*WHAT THIS TASK INVOLVES*.
The response must contain all of the entries, each one repeated exactly.

[GIVEN ENTRIES Boundary: Start]

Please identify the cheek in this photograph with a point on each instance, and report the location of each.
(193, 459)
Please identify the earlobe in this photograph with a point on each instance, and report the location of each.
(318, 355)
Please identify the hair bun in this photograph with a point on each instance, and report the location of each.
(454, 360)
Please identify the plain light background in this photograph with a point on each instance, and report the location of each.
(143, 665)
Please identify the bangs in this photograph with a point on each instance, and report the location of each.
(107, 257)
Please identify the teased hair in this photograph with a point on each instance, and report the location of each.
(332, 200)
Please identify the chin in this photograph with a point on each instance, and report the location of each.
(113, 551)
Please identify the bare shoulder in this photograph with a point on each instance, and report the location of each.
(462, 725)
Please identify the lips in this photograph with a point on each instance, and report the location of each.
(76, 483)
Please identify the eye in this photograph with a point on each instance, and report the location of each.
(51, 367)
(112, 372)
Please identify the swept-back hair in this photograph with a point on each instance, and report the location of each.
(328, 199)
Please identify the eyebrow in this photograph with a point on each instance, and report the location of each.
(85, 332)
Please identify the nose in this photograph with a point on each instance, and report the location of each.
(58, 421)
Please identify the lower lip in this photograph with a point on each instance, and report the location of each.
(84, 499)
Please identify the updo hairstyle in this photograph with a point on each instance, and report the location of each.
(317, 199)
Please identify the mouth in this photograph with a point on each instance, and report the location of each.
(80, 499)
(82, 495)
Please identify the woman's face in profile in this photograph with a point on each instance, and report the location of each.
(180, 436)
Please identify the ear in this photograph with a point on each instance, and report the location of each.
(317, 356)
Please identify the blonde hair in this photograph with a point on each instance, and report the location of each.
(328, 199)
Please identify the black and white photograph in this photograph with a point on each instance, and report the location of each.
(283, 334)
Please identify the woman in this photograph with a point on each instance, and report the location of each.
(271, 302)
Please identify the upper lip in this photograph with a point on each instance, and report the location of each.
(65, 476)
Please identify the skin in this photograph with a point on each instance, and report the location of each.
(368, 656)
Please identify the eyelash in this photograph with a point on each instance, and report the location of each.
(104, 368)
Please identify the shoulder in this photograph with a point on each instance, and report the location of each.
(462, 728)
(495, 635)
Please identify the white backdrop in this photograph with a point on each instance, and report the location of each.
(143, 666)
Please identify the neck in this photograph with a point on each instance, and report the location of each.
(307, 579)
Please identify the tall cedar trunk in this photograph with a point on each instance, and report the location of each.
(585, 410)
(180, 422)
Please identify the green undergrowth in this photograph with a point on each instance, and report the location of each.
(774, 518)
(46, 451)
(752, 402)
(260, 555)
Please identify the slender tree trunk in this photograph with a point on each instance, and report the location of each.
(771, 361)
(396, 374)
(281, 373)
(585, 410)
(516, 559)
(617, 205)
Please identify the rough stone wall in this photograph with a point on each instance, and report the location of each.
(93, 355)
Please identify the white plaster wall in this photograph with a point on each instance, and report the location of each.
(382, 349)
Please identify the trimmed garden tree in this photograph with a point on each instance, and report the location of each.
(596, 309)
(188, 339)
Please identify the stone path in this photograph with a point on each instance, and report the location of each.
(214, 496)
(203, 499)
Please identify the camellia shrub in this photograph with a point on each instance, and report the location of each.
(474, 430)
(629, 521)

[GIVEN ENTRIES Boundary: End]

*SOLUTION*.
Please identify the cheek in this photograph with a point on each instance, and report the location of each.
(193, 459)
Please identify the earlobe in this photograph with a point on each instance, and report the location of each.
(318, 355)
Please identify the hair bun in this photograph with a point on each instance, and report the location of each.
(454, 360)
Please identify the plain light background in this photograph with a point on each instance, and report the location of each.
(143, 665)
Please identify the bangs in this photograph with a point on each instance, and report the location of each.
(107, 257)
Please identify the teased hair in this photograph with a point on each instance, and report the location of each.
(332, 200)
Please identify the chin in this photograph with a point on each instance, and report the location of each.
(113, 551)
Please identify the bare shoulder in this photograph with a point on each instance, and report the location of each.
(462, 725)
Please identify the lips in this photograph with a point on each instance, and report the location of each.
(76, 483)
Please identify the eye in this photograph with a point on each instance, and report the location of each.
(51, 367)
(112, 372)
Please identify the swept-back hair in this photograph with a point on each instance, and report the location of each.
(328, 199)
Please identify the eyebrow in this photograph with a point on each instance, and report the location of each.
(85, 332)
Please identify the nose in this photograph with a point on each instance, and report the location of each.
(58, 421)
Please identify the lower lip in this photograph with a point on each instance, and report the location of each.
(84, 499)
Please identify the updo hairstyle in this photograph with a point on each instance, and report the location of each.
(317, 199)
Please identify the mouth in this photograph with a point on each instance, and report the location of each.
(80, 499)
(82, 495)
Please identify the woman's face in profile in this photograph with a point on each instance, and report the location of each.
(180, 436)
Please identify the ear in this photograph with a point on each instance, and report the location of each.
(317, 356)
Please identify the blonde hair in this photograph with a point on each instance, and report the location of each.
(328, 199)
Please identify the black and white photograph in this photograph with a point on each instance, and report the location of each.
(283, 334)
Please identify the woman in this photograph with a point on each instance, and report the location of each.
(271, 302)
Please identify the upper lip in this photograph with a point on each instance, and report the location of each.
(65, 476)
Please identify the skin in this photograph with a point on each instance, and report the location of each.
(368, 656)
Please identify the eyelash in this photograph with a point on each instance, and report the location of each.
(104, 368)
Please identify the shoulder in this photograph with a point on each instance, and report the location of each.
(462, 728)
(495, 635)
Please identify the white backdrop in this photograph with a point on each instance, and report the location of each.
(143, 666)
Please identify the neck in this photograph with a point on each instance, and report the location of each.
(307, 579)
Please identify the tall cedar trunk in this photograph with a point on each instance, and report the location of each.
(585, 410)
(180, 422)
Please identify the green undergrowth in this photograph with a point on each instance, and report the location of each.
(774, 518)
(46, 451)
(752, 402)
(260, 555)
Please identify the slender tree trunk in this photograph with a point on each instance, and report the location of each.
(771, 361)
(396, 374)
(281, 373)
(585, 410)
(516, 559)
(617, 205)
Please identify the rough stone wall in this photograph with a point on each instance, and report the location of each.
(93, 355)
Please identify the white plaster wall in this photograph with a point on each instance, and report the location of each.
(382, 349)
Please identify the trimmed garden tree in this photograph with a point on each instance, and report the location of each.
(596, 309)
(188, 339)
Please identify the stone path in this photograph with a point on each instance, and report the location of each.
(214, 496)
(203, 499)
Please identify the camellia shrub in this photograph with a point on each instance, and report the location of each.
(474, 430)
(629, 521)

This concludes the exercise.